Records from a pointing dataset
%%
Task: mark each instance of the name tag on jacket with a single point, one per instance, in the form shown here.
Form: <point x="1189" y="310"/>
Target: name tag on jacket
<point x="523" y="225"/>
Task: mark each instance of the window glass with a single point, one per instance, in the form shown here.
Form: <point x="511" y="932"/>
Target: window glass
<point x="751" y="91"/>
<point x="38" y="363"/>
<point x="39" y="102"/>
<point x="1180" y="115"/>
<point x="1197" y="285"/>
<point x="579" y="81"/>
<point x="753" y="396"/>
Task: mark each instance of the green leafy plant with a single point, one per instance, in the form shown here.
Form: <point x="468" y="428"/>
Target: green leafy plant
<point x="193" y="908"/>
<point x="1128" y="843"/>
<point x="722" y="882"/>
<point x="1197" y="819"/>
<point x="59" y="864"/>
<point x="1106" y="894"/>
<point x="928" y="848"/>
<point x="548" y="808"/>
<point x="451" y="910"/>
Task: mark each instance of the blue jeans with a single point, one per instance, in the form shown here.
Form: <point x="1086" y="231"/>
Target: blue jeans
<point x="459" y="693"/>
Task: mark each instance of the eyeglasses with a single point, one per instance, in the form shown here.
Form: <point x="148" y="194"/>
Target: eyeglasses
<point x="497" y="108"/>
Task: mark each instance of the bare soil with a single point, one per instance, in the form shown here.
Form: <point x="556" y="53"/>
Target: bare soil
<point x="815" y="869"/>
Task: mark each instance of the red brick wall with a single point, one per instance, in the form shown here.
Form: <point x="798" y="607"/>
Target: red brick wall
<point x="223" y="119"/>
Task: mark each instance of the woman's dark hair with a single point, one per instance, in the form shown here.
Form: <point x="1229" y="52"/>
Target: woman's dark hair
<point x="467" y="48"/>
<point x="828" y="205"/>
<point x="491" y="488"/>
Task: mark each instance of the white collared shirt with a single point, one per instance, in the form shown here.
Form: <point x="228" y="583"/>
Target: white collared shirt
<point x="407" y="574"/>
%%
= Brief =
Reproduce all of the records above verbatim, line for line.

= Solution to this task =
Task: mark each instance of the name tag on jacket with a single point, one per instance, in the form shown here.
Form: <point x="1189" y="310"/>
Target: name tag on jacket
<point x="523" y="225"/>
Task: mark each instance of the window glass with a single point, one per instance, in the form shown here.
Form: <point x="511" y="932"/>
Target: window glass
<point x="751" y="91"/>
<point x="38" y="363"/>
<point x="39" y="102"/>
<point x="1180" y="115"/>
<point x="1197" y="285"/>
<point x="579" y="81"/>
<point x="753" y="396"/>
Task: mark each instance of the green leafy plant with a single point, one per instance, in the form shown here.
Form: <point x="468" y="428"/>
Target: green leafy plant
<point x="193" y="908"/>
<point x="1128" y="843"/>
<point x="722" y="882"/>
<point x="1197" y="819"/>
<point x="59" y="864"/>
<point x="1106" y="894"/>
<point x="928" y="848"/>
<point x="548" y="808"/>
<point x="451" y="910"/>
Task: mark each instance of the blue jeans with a single point, one per instance, in the form shown here.
Form: <point x="1086" y="231"/>
Target: blue jeans
<point x="459" y="693"/>
Task: mark each instance of the eyeglasses with a single point, one per instance, in the form shown here.
Form: <point x="148" y="194"/>
Target: eyeglasses
<point x="497" y="108"/>
Task: mark each instance of the bare soil with a single point, one per instance, in the form shown here.
Form: <point x="556" y="53"/>
Target: bare soil
<point x="815" y="869"/>
Task: mark each instance of the red brick wall with a single point, one per instance, in the form shown here.
Form: <point x="798" y="607"/>
Target: red brick wall
<point x="223" y="119"/>
Task: mark each instance of the woman's dark hair with a single point, one per instance, in the form shown here.
Form: <point x="1229" y="52"/>
Target: woman's dark hair
<point x="467" y="48"/>
<point x="828" y="205"/>
<point x="491" y="488"/>
Task: mark each instance of the white collared shirt with a single point, one per instance, in the form shown here.
Form: <point x="228" y="583"/>
Target: white collared shirt
<point x="407" y="574"/>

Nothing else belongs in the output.